* [Items from a dataset]
──────────

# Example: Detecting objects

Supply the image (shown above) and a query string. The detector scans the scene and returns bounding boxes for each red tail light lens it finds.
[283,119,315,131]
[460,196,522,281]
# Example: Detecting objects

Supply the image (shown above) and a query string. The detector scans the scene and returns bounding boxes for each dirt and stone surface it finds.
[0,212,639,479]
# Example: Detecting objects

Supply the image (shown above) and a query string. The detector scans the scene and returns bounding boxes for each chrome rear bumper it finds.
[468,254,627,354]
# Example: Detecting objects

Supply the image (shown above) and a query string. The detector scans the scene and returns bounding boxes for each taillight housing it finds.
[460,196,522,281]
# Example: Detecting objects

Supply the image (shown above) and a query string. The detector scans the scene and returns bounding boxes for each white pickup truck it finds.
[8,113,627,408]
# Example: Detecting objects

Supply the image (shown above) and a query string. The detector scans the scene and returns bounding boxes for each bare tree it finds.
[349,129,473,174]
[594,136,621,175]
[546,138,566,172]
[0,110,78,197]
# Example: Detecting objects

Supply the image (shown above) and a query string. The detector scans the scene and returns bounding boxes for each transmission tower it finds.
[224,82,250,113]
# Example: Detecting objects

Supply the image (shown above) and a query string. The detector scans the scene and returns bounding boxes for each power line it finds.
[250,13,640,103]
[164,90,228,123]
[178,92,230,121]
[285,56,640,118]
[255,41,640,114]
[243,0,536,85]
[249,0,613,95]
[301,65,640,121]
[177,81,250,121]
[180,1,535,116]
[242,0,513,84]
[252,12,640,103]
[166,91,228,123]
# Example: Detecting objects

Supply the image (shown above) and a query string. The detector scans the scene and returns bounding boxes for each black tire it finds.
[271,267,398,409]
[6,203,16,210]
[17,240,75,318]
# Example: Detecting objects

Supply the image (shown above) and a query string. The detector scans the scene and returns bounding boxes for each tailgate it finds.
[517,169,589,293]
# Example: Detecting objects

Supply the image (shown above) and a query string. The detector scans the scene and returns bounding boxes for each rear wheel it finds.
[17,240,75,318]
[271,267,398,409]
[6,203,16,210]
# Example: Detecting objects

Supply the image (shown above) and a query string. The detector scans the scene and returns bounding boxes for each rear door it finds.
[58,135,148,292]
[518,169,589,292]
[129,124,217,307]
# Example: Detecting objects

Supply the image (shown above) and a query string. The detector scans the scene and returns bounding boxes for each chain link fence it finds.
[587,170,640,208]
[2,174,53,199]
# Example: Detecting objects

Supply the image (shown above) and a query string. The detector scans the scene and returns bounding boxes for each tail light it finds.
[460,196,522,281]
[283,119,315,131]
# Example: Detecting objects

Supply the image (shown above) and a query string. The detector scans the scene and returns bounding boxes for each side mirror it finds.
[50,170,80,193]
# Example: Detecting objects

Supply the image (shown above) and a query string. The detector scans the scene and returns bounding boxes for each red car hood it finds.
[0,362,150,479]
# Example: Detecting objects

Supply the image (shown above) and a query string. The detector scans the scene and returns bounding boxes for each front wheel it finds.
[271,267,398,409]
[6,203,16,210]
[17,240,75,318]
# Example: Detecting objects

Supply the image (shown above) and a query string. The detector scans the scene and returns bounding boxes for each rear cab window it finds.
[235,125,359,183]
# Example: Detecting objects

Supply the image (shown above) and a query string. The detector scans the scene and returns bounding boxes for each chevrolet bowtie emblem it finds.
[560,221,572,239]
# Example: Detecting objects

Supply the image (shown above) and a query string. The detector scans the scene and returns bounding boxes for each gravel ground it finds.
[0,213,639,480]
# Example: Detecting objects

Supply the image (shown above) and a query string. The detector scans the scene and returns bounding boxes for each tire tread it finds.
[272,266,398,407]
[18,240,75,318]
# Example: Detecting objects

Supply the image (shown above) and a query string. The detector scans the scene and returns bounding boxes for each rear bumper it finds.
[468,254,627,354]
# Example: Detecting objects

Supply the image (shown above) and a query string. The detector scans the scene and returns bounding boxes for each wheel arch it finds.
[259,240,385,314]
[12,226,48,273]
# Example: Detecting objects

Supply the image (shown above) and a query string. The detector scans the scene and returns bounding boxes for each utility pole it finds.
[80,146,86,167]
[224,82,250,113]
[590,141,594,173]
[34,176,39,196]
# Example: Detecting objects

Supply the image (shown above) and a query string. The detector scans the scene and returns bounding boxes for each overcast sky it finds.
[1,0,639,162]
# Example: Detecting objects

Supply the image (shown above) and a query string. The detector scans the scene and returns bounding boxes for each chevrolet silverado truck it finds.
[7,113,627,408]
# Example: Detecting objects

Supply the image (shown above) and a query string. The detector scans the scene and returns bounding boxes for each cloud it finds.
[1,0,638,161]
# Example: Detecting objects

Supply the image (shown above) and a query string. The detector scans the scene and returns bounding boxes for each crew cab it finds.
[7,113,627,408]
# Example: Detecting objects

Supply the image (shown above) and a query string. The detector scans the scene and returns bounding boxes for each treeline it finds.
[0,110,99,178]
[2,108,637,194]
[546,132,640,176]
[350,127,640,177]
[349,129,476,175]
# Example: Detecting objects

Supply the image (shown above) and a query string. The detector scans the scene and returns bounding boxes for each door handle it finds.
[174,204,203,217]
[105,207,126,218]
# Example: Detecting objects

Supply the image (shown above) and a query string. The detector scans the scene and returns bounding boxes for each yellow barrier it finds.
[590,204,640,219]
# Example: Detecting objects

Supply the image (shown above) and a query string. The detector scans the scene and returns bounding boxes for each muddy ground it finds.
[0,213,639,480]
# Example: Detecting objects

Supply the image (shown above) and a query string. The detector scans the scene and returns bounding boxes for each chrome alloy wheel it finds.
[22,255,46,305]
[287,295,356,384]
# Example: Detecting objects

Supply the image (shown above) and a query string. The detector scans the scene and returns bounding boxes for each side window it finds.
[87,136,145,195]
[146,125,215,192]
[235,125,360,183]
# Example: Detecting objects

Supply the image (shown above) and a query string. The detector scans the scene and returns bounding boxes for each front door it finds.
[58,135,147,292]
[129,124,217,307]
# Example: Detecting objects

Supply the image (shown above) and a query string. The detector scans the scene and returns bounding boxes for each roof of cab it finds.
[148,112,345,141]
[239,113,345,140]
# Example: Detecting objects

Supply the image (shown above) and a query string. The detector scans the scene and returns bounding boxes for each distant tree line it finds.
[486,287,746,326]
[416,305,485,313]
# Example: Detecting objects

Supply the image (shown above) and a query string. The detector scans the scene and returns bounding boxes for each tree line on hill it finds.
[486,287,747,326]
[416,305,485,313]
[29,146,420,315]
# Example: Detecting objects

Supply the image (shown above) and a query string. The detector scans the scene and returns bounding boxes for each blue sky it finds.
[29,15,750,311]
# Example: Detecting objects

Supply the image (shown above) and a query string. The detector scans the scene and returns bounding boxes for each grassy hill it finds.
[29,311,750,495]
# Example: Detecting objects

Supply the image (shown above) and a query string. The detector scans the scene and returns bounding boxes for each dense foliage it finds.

──────────

* [Problem] Nothing above should be left out; write out every record exactly.

* [Answer below]
# Example: Detecting objects

Supply the image (shown above) and a query string. The detector scans the scene and returns bounding boxes for each red tail light lens it finds.
[283,119,315,131]
[460,196,522,281]
# Example: Detecting objects

Supply the image (shown above) and a query string. The detector scans the scene and returns bounding boxes for each dirt and stone surface it finds.
[0,212,639,479]
# Example: Detecting objects

Supply the image (shown above) and a query string. The detector scans the scene and returns bounding boxes for each chrome rear bumper it finds.
[468,254,627,354]
# Example: Detecting objects

Supply the image (shown above) and a query string. The detector scans the scene and returns bounding boxes for each taillight housing it finds.
[460,196,522,281]
# Example: Detecting objects

Supply the image (shown above) and a query string. The detector scans the scene and returns bounding boxes for each white pickup truck it finds.
[8,113,627,408]
# Example: Detecting objects

Supply the image (shown above) and a query string. The detector scans the scene and returns bounding boxes for each bare tree it finds.
[349,129,473,174]
[594,136,621,175]
[546,138,566,172]
[0,110,78,197]
# Example: Detecting objects

Supply the image (shown above) and a query string. The detector scans the scene and returns bounding boxes for each transmission tower it finds.
[224,82,250,113]
# Example: Detecting objects

Supply the image (shown above) and a query string. The detector scans the scene and returns bounding boxes for each power line it finds.
[250,13,640,103]
[164,90,228,123]
[178,92,230,121]
[285,56,640,118]
[255,41,640,114]
[243,0,536,85]
[249,0,613,95]
[301,65,640,121]
[177,81,250,121]
[180,1,535,116]
[242,0,513,84]
[252,12,640,103]
[166,91,228,123]
# Example: Detecting objects

Supply the image (shown above) and a query string. The detector scans the scene and returns bounding boxes for each black tire it finds.
[271,267,398,409]
[6,203,16,210]
[17,240,75,318]
# Example: Detecting objects

Supply the image (shown above) and a query string. The detector scans the scene and returns bounding boxes for each tailgate it finds.
[517,169,589,293]
# Example: Detecting objects

Supply the image (shown above) and a query string. The detector scans the scene and returns bounding boxes for each rear wheel it finds.
[17,240,75,318]
[271,267,398,409]
[6,203,16,210]
# Example: Detecting objects

Supply the image (shown above) and a query string. The detector scans the scene and returns bounding boxes for each rear door it finds.
[58,135,148,292]
[518,169,589,292]
[129,124,217,307]
# Example: Detecting objects

Supply the image (shown above) and a query string. The detector scans the scene and returns bounding boxes for each chain link fence it finds.
[587,170,640,208]
[2,174,53,199]
# Example: Detecting objects

Supply the image (shown above) and a query string. The detector scans the scene and returns bounding boxes for each tail light it finds.
[460,196,522,281]
[283,119,315,131]
# Example: Detecting objects

Supply the image (shown above) and a query string. The detector scans the scene and returns bounding boxes for each side mirror it finds.
[50,170,80,193]
# Example: Detecting objects

Supply the image (shown above) and a query string. The detector scans the scene and returns bounding boxes for each red car hood it finds.
[0,362,150,479]
# Example: Detecting objects

Supply the image (shown above) and a query string. The detector scans the scene and returns bounding boxes for each front wheel it finds.
[271,267,398,409]
[6,203,16,210]
[17,240,75,318]
# Example: Detecting objects

Supply the image (shown above) and a query string. The detector scans the scene and returns bounding boxes for each rear cab window it finds.
[235,125,359,183]
# Example: Detecting objects

Supply the image (shown above) and a query string. The detector scans the scene and returns bounding boxes for each chevrolet bowtie emblem it finds.
[560,221,572,239]
# Example: Detecting objects

Supply the image (shown above) and a query string. The detector scans the scene and returns bounding boxes for each gravel ground it finds.
[0,213,639,480]
# Example: Detecting objects

Supply the image (shown above) and a query string. The detector scans the scene and returns bounding boxes for each tire tread it finds.
[272,266,398,407]
[18,240,75,318]
# Example: Detecting objects

Supply the image (shown above) and a query string. The detector scans the scene and returns bounding boxes for each rear bumper it finds.
[468,254,627,354]
# Example: Detecting objects

Supply the image (shown above) and a query string. The detector scans the scene and returns bounding boxes for each wheel arch it finds.
[259,240,385,314]
[12,226,48,273]
# Example: Detecting objects

Supply the image (shown above) and a query string. The detector scans the scene and returns bounding boxes for each utility pole it finds.
[80,146,86,167]
[224,82,250,113]
[590,141,594,173]
[34,176,39,196]
# Example: Detecting objects

Supply the image (shown above) and a query string. The detector scans the scene and returns bounding boxes for each overcast sky it finds.
[1,0,639,162]
# Example: Detecting objects

Supply the image (shown above) and a query string. The detector scans the scene and returns bounding boxes for each chevrolet silverado truck it finds.
[7,113,627,408]
# Example: Detecting objects

Supply the image (shown above) and a query string. The detector scans the scene and returns bounding boxes for each cloud it finds.
[1,0,638,161]
# Example: Detecting objects

Supply the image (shown above) and a query string. The detector scans the scene and returns bounding boxes for each crew cab it finds.
[7,113,627,408]
# Example: Detecting objects

Supply the image (shown above) and a query string. The detector scans the scene and returns bounding boxes for each treeline it finds.
[0,110,99,178]
[2,108,637,194]
[546,132,640,176]
[350,127,640,177]
[349,129,476,175]
# Example: Detecting objects

Supply the image (shown above) and a query string. The detector scans the scene and returns bounding boxes for each door handle it finds.
[174,204,203,217]
[105,207,126,218]
# Example: Detecting objects

Supply the image (shown above) and a query string. The detector scans the scene and returns bounding boxes for each yellow barrier it finds.
[590,204,640,219]
# Example: Detecting objects

Supply the image (shown above) and a query string. The detector scans the scene and returns bounding boxes for each muddy ground it finds.
[0,213,639,480]
# Example: Detecting objects

Supply the image (shown above) and a query string. The detector scans the scene and returns bounding boxes for each chrome alloy wheel it finds.
[22,255,46,305]
[287,295,356,384]
# Example: Detecting objects

Supply the image (shown above) and a query string. The detector scans the scene and returns bounding boxes for each side window it finds.
[87,136,145,195]
[146,125,215,192]
[235,125,360,183]
# Example: Detecting objects

Supply the image (shown above) and a query string. The detector scans the scene and returns bounding boxes for each front door it finds.
[58,135,147,292]
[129,124,217,307]
# Example: Detecting objects

Supply the image (shown above) and a query string. The detector scans the scene and returns bounding boxes for each roof of cab it finds.
[148,112,345,141]
[239,113,345,140]
# Example: Detecting objects

Supply the image (shown above) and a query string. The detector scans the scene and returns bounding boxes for each distant tree line it finds.
[486,287,746,326]
[416,305,485,313]
# Example: Detecting objects

Supply the image (shown above) and a query string. The detector scans the scene and returns bounding boxes for each tree line on hill it finds.
[486,287,747,326]
[416,305,485,313]
[29,146,420,315]
# Example: Detecting objects

Supply the image (shown above) and a query string. The detector scans the scene and returns bounding boxes for each blue sky it finds.
[29,15,750,311]
# Example: Detecting objects

Supply the image (shown above) and a query string. The detector scans the scene and returns bounding boxes for each grassy hill it finds.
[29,311,750,495]
# Example: Detecting objects

Supply the image (shown above) and a query string. The detector scans the scene and returns bounding boxes for each dense foliage it finds.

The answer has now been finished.